Stored data
--- begin ---

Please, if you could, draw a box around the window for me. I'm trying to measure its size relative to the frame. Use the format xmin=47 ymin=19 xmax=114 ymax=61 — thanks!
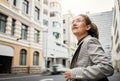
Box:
xmin=116 ymin=43 xmax=120 ymax=53
xmin=13 ymin=0 xmax=17 ymax=6
xmin=22 ymin=0 xmax=29 ymax=14
xmin=63 ymin=29 xmax=66 ymax=34
xmin=21 ymin=24 xmax=28 ymax=40
xmin=11 ymin=19 xmax=15 ymax=36
xmin=50 ymin=2 xmax=60 ymax=7
xmin=0 ymin=13 xmax=7 ymax=33
xmin=43 ymin=9 xmax=48 ymax=15
xmin=34 ymin=7 xmax=40 ymax=20
xmin=43 ymin=19 xmax=48 ymax=26
xmin=33 ymin=52 xmax=39 ymax=65
xmin=20 ymin=49 xmax=27 ymax=65
xmin=63 ymin=19 xmax=65 ymax=24
xmin=53 ymin=32 xmax=60 ymax=39
xmin=44 ymin=0 xmax=48 ymax=5
xmin=34 ymin=29 xmax=40 ymax=43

--- end ---

Output every line of the rows above as a Markdown table with the columns Number and Line, leaving out blank lines. Leave the pictures out of the answer.

| Number | Line |
|---|---|
| 1 | Please, if you could, draw a box around the window for me. I'm trying to measure its size relative to the frame. Use the format xmin=47 ymin=19 xmax=114 ymax=61 — thanks! |
| 2 | Box: |
| 3 | xmin=116 ymin=43 xmax=120 ymax=53 |
| 4 | xmin=13 ymin=0 xmax=17 ymax=6 |
| 5 | xmin=22 ymin=0 xmax=29 ymax=14 |
| 6 | xmin=63 ymin=29 xmax=66 ymax=34 |
| 7 | xmin=21 ymin=24 xmax=28 ymax=40 |
| 8 | xmin=11 ymin=19 xmax=15 ymax=36 |
| 9 | xmin=50 ymin=2 xmax=60 ymax=7 |
| 10 | xmin=0 ymin=13 xmax=7 ymax=33 |
| 11 | xmin=43 ymin=9 xmax=48 ymax=15 |
| 12 | xmin=34 ymin=7 xmax=40 ymax=20 |
| 13 | xmin=43 ymin=19 xmax=48 ymax=26 |
| 14 | xmin=33 ymin=52 xmax=39 ymax=65 |
| 15 | xmin=20 ymin=49 xmax=27 ymax=65 |
| 16 | xmin=63 ymin=19 xmax=65 ymax=24 |
| 17 | xmin=53 ymin=32 xmax=60 ymax=39 |
| 18 | xmin=44 ymin=0 xmax=48 ymax=5 |
| 19 | xmin=34 ymin=29 xmax=40 ymax=43 |